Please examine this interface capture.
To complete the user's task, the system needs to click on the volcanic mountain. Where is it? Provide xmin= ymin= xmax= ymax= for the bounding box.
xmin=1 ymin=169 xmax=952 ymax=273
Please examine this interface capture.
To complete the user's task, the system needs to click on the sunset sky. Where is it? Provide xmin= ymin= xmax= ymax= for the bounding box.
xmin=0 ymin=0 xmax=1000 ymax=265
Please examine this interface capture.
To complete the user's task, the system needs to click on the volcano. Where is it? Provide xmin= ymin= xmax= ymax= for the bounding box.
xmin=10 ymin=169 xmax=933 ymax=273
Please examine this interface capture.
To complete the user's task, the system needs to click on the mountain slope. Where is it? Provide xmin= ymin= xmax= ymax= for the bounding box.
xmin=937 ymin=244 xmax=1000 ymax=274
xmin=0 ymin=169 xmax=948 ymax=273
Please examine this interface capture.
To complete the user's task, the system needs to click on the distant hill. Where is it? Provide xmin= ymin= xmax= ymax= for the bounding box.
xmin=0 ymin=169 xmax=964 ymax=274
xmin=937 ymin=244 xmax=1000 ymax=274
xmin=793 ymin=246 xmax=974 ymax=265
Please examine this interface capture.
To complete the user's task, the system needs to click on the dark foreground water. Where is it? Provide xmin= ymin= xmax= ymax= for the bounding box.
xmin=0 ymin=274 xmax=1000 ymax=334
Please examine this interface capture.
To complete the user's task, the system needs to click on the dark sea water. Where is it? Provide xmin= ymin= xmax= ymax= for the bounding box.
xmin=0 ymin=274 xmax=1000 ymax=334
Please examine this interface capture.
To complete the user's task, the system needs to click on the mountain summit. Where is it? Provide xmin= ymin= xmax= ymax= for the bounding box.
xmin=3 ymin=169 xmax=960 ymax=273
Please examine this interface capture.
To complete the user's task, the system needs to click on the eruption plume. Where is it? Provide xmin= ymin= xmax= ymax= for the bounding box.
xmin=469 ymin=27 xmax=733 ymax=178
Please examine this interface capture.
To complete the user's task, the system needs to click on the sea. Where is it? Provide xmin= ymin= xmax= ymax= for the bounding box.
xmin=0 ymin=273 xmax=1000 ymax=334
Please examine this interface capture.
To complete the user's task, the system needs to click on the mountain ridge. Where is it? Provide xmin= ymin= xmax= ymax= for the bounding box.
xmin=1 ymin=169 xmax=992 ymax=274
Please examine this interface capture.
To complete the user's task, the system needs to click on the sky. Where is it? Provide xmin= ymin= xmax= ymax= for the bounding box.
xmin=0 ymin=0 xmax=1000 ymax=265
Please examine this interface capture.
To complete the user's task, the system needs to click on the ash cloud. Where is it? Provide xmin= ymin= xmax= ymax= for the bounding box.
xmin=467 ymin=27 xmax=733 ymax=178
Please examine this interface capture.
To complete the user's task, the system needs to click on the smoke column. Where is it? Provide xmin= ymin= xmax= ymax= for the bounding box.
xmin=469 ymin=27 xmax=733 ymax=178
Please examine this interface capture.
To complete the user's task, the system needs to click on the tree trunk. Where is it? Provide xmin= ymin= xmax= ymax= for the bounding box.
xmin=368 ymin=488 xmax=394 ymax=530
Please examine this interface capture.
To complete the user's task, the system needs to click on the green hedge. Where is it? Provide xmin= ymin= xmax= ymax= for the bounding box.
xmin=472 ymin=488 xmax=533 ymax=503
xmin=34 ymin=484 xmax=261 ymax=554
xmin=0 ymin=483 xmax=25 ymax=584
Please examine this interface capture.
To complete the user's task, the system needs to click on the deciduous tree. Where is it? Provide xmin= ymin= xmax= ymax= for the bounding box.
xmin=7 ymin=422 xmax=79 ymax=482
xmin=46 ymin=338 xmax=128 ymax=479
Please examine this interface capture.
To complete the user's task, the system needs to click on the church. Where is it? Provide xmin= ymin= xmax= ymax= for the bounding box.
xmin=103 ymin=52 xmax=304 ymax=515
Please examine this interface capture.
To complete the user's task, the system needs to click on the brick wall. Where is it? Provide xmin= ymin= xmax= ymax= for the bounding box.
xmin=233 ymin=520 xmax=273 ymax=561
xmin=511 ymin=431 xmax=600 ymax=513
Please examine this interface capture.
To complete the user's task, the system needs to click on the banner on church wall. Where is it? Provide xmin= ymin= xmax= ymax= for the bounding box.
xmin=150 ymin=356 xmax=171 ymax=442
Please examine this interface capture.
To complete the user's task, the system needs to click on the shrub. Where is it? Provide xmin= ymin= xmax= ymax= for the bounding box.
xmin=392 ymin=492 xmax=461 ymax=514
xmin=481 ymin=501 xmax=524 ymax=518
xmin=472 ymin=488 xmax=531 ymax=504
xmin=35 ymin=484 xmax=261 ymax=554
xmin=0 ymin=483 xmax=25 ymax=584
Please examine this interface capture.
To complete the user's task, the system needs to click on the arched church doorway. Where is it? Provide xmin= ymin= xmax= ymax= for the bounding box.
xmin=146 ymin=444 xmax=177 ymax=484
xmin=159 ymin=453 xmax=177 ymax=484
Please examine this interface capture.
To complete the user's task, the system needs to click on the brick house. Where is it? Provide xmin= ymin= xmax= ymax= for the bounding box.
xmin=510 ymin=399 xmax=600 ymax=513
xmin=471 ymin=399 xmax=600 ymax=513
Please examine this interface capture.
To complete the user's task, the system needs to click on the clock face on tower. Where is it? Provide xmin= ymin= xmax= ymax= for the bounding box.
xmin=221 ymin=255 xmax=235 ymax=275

■ **YOUR OBJECTIVE**
Count the lines in the rows above that contain the word "wall" and give only the number.

■ **SOLUTION**
2